- [TASK ITEM] Starting with the line that has "# rings of one", retype each line down to the end of the entries below, without leaving any out or adding any.

- [DATA EXTRACTS]
.....

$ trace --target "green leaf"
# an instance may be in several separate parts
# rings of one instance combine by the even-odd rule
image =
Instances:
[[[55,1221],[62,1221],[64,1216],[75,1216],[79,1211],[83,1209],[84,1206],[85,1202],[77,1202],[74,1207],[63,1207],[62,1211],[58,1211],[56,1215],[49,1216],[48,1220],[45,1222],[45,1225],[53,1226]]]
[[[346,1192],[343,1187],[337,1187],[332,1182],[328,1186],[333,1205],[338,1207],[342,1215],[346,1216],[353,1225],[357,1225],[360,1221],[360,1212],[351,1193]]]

.....

- [ANSWER FOR THE TASK]
# rings of one instance combine by the even-odd rule
image =
Instances:
[[[55,1221],[62,1221],[64,1216],[75,1216],[79,1211],[83,1209],[84,1206],[85,1202],[77,1202],[74,1207],[63,1207],[62,1211],[58,1211],[56,1215],[49,1216],[48,1220],[45,1222],[45,1225],[53,1226]]]
[[[346,1192],[343,1187],[337,1187],[332,1182],[328,1186],[333,1205],[338,1207],[342,1215],[346,1216],[353,1225],[357,1225],[360,1221],[360,1212],[351,1193]]]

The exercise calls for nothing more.